- [本文]
後に「春秋戦国」といわれるこの頃の中国は、強国が弱小国を滅ぼす弱肉強食の時代だった。

誰もが「己が生き残るため、いかに他者から奪うか」に考えを巡らせる中、人類史上、類をみない思想集団が現れた。

彼らの名を墨家(ぼっか)という。

始祖墨子(ぼくし)の教え「兼愛非攻」は、孔子の儒教すら否定し「人を平等に愛すること」を主張。

そしてこの教団最大の特徴は、ありとあらゆる侵略戦争を否定したことであった。

墨子は墨家という教団を設立し、多くの弟子たちを育成。

侵略される国があれば弟子を派遣し、戦闘訓練・武器作成・城壁修理・組織運営と、ありとあらゆる技を施し、その国を守り抜いたのであった。

彼らは無事に国を守り抜いた後も一切の報酬を求めず、むしろ報酬を求めることを「卑しい」とし忌み嫌った。

- [データ欄]
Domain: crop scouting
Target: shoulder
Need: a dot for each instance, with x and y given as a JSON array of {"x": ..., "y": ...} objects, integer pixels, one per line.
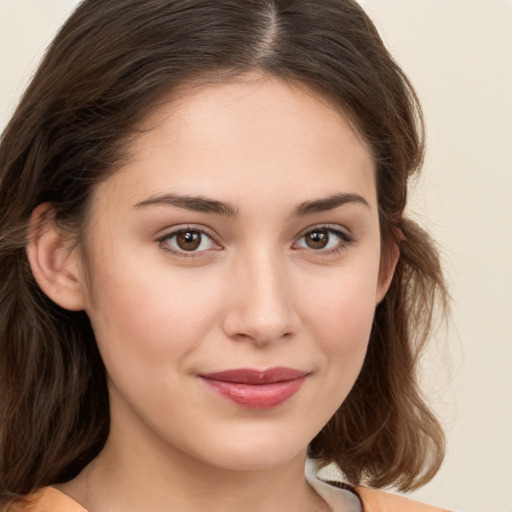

- [作業指示]
• a. 本文では、墨家の始祖である墨子の教えは何と呼ばれていますか。
• b. 本文によると、墨家は侵略される国に弟子を派遣して、どのような技を施しましたか。書かれているものをすべて挙げてください。

- [設問別解答]
• a. 「兼愛非攻」と呼ばれています。

• b. 戦闘訓練、武器作成、城壁修理、組織運営の四つです。